Region pointing data
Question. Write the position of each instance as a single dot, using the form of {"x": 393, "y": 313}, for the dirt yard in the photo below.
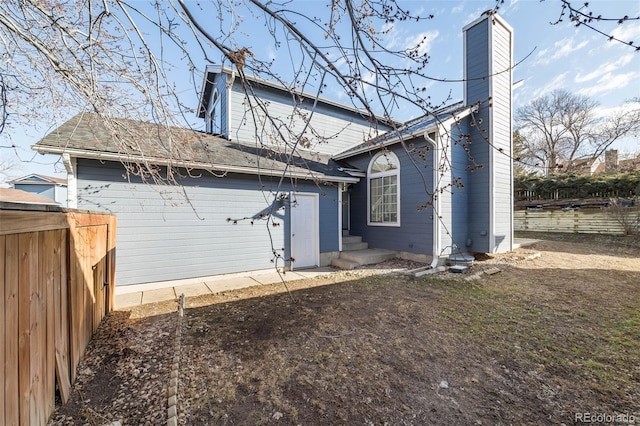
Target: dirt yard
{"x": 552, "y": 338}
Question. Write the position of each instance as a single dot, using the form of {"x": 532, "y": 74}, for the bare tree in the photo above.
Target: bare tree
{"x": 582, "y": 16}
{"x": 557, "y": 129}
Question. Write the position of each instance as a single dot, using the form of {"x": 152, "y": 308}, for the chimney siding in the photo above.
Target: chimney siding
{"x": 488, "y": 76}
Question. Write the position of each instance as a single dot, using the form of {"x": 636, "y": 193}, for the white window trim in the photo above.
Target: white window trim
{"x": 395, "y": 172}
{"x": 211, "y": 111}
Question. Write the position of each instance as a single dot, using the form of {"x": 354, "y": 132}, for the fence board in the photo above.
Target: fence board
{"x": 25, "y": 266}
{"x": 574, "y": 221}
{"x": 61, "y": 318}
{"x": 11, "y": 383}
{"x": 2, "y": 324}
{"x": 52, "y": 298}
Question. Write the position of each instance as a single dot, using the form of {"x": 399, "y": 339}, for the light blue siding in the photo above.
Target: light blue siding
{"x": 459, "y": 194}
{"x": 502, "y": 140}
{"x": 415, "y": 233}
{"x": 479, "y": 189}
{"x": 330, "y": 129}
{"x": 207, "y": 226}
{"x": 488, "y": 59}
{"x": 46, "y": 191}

**Work to be completed**
Output the data exactly as it appears. The pictures do not belong in it.

**Task result**
Question. Write the position of each instance as a single dot, using the form of {"x": 393, "y": 313}, for the dirt yard in the photo below.
Target: dirt yard
{"x": 552, "y": 338}
Question. Write the position of each instance as a single dot, using the form of {"x": 532, "y": 74}, for the bare tree in the photo above.
Target: bare tree
{"x": 582, "y": 16}
{"x": 557, "y": 129}
Question. Write the position of each instance as a single dot, using the form of {"x": 152, "y": 308}, for the chimney siding in the photo above.
Target: chimney siding
{"x": 488, "y": 76}
Question. Write the position of each instance as a single dot, using the form of {"x": 636, "y": 193}, for the white window trim in the photo above.
Target: white window trim
{"x": 395, "y": 172}
{"x": 211, "y": 111}
Question. Write the position of each instance as a single dot, using the form of {"x": 354, "y": 132}, for the fence board in the photo above.
Target: fence board
{"x": 25, "y": 266}
{"x": 574, "y": 221}
{"x": 61, "y": 318}
{"x": 11, "y": 383}
{"x": 2, "y": 324}
{"x": 52, "y": 298}
Question. Write the position of each instance as a single dot, using the form of {"x": 399, "y": 339}, for the light blue siding in the photo above.
Target: light blue siding
{"x": 459, "y": 194}
{"x": 502, "y": 140}
{"x": 415, "y": 233}
{"x": 479, "y": 189}
{"x": 330, "y": 129}
{"x": 207, "y": 226}
{"x": 488, "y": 59}
{"x": 46, "y": 191}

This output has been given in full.